Stored items from a collection:
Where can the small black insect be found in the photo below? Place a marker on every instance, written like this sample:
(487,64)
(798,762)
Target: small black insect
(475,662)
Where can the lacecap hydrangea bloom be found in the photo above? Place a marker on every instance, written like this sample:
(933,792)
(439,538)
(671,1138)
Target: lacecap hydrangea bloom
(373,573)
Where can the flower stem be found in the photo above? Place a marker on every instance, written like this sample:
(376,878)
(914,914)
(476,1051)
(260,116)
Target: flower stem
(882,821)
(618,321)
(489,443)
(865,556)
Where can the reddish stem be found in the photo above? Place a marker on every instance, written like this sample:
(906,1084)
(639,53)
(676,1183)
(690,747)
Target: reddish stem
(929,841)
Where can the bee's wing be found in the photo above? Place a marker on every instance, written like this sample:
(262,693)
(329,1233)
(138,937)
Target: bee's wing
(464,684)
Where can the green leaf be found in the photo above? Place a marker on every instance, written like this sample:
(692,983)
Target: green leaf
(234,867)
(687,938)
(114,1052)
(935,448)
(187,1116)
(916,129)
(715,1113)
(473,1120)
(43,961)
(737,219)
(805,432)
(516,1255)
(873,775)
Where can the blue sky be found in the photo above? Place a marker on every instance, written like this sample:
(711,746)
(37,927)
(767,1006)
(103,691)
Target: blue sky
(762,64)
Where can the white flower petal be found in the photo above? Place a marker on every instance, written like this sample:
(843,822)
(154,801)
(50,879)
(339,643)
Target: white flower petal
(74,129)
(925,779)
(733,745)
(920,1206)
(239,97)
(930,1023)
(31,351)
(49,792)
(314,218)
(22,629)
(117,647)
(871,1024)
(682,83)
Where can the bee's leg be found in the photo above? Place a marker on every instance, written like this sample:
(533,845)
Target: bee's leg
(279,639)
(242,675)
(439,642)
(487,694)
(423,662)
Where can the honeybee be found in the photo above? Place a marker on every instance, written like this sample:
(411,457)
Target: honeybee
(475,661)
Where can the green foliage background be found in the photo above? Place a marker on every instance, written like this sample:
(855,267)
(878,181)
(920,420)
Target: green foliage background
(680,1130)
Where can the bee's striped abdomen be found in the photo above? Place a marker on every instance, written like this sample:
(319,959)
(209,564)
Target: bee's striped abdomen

| EXERCISE OBJECTIVE |
Find every line of the data that includes the string "striped". Copy each of those lines.

| REPLY |
Where can the bee's striped abdomen be found in the photo above? Place a marker on every instance, written like this sample:
Target: bee's striped abdomen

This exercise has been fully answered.